[Tujuan Latihan] Menurut Yusria Darma dalam kutipan halaman, penggantian pelat nomor hanya berlaku bagi kendaraan yang bagaimana?

[Kutipan Halaman]
Media Netizen — Perbincangan hangat muncul usai video viral rombongan Gubernur Sumatera Utara, Bobby Nasution, menghentikan truk berpelat BL yang berasal dari Aceh. Dalam video tersebut, terlihat permintaan agar pelat nomor kendaraan dari Aceh itu diganti menjadi pelat BK, sesuai kode kendaraan Sumatera Utara.
Kejadian ini memicu beragam respons dari masyarakat dan instansi terkait. Rombongan gubernur tersebut bahkan meminta pengemudi truk untuk turun dari kendaraan, lalu berdialog langsung dengan Asisten Administrasi Umum Pemprov Sumut, Muhammad Suib, yang meminta penggantian pelat nomor tersebut.
Komentar MTI Aceh Soal Permintaan Penggantian Pelat
Ketua Masyarakat Transportasi Indonesia (MTI) Wilayah Aceh sekaligus akademisi Universitas Syiah Kuala, Yusria Darma, mengingatkan bahwa langkah menghentikan truk berpelat BL dan mendorong penggantian pelat menjadi BK perlu dikaji secara mendalam. Menurutnya, penggantian pelat nomor hanya berlaku bagi kendaraan yang pemiliknya telah bermukim secara permanen di Sumatera Utara dan wajib melalui proses mutasi resmi sesuai ketentuan Polri dan SAMSAT.
“Penggantian pelat nomor hanya relevan bagi kendaraan yang pemiliknya telah berdomisili permanen di Sumatera Utara. Itu pun harus melalui prosedur mutasi resmi sesuai aturan Polri dan SAMSAT,” ujar Yusria Darma dalam keterangan tertulis yang diterima Kamis (2/10/2025).

[Entri yang Diberikan]
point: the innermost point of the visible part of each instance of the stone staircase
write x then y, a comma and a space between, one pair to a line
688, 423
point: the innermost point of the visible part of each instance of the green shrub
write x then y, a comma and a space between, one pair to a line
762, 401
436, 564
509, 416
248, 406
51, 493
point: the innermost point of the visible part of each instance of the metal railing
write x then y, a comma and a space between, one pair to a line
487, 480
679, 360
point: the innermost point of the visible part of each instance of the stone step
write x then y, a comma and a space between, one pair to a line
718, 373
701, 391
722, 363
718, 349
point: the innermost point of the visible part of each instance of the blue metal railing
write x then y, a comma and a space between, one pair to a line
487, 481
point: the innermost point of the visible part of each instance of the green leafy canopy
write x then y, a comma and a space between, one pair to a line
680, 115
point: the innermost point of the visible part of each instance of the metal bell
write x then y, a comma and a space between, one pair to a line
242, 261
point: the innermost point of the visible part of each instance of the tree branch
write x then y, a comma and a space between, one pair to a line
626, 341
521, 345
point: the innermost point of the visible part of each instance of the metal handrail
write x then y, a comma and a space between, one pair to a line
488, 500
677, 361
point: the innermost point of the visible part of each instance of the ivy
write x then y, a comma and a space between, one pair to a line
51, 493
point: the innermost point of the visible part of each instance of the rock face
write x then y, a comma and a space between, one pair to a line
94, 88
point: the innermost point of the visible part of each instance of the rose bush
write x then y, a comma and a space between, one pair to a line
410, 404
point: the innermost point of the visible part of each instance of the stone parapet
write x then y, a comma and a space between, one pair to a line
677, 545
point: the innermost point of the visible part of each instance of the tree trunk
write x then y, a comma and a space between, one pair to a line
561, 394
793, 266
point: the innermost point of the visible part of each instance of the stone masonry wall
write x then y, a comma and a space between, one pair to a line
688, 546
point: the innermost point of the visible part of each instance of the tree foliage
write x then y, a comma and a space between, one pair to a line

[Jawaban Tugas] Bagi kendaraan yang pemiliknya telah bermukim secara permanen di Sumatera Utara, dan penggantiannya wajib melalui proses mutasi resmi sesuai ketentuan Polri dan SAMSAT.